begin EXERCISE INPUT
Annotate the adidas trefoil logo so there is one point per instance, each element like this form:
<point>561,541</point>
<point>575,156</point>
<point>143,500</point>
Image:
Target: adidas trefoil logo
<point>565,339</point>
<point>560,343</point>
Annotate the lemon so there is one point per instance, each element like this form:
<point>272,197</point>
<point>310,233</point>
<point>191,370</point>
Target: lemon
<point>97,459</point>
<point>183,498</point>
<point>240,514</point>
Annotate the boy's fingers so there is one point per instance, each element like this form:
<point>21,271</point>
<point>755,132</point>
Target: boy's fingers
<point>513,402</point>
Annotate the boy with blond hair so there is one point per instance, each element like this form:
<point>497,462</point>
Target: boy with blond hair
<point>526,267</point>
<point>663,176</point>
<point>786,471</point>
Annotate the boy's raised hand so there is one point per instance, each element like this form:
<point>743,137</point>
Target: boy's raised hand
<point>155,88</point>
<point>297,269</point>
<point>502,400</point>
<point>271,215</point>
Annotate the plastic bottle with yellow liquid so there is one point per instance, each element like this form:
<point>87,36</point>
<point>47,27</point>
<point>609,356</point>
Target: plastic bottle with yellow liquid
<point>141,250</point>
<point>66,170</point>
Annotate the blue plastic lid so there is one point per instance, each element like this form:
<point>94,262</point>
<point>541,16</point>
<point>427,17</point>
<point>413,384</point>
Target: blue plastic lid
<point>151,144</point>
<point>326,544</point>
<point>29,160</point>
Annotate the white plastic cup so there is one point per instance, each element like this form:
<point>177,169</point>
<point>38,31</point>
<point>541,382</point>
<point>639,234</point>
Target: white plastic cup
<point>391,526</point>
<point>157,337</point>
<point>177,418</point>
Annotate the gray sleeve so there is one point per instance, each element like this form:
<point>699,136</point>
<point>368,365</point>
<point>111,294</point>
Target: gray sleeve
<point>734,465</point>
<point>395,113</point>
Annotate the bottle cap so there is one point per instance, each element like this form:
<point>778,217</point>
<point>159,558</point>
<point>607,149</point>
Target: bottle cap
end EXERCISE INPUT
** TASK DETAILS **
Copy out every one of the records above, word for word.

** TASK OUTPUT **
Annotate the adidas trefoil logo so there is one point per instance, each element like this form:
<point>561,541</point>
<point>575,156</point>
<point>143,500</point>
Image:
Target: adidas trefoil logo
<point>565,339</point>
<point>560,343</point>
Annotate the lemon so there is one point per instance, each element like this form:
<point>272,197</point>
<point>310,233</point>
<point>191,370</point>
Target: lemon
<point>97,459</point>
<point>183,498</point>
<point>240,514</point>
Annotate the boy's fingers so there is one point per instance, each element like this form:
<point>21,271</point>
<point>755,132</point>
Target: boy's fingers
<point>513,402</point>
Annotate the boy with blond hair so there is one point per instance, each element like this form:
<point>497,462</point>
Target: boy with blond hair
<point>526,267</point>
<point>663,176</point>
<point>786,471</point>
Annotate the boy's raised hand so there is one point per instance, each element like this form:
<point>743,137</point>
Target: boy's raised hand
<point>155,88</point>
<point>297,269</point>
<point>502,400</point>
<point>271,215</point>
Annotate the plastic bottle with yellow liquid so there is one point per instance, each element like this form:
<point>87,36</point>
<point>47,27</point>
<point>609,356</point>
Target: plastic bottle with yellow liquid
<point>141,250</point>
<point>66,170</point>
Annotate the blue plastic lid so there is one point per instance, each element like this form:
<point>94,262</point>
<point>541,16</point>
<point>427,17</point>
<point>413,384</point>
Target: blue plastic lid
<point>151,144</point>
<point>326,544</point>
<point>29,160</point>
Annotate the white plastic cup so there is one point per instance, each element like this form:
<point>177,169</point>
<point>38,31</point>
<point>541,382</point>
<point>639,234</point>
Target: white plastic cup
<point>391,526</point>
<point>157,337</point>
<point>177,418</point>
Annotate the gray sleeve so there is one point per instance, each element like this form:
<point>699,136</point>
<point>368,365</point>
<point>111,294</point>
Target: gray sleeve
<point>734,465</point>
<point>395,113</point>
Annotate the bottle cap so there is one point per instance, each element like this form:
<point>778,217</point>
<point>159,558</point>
<point>607,149</point>
Target: bottle cap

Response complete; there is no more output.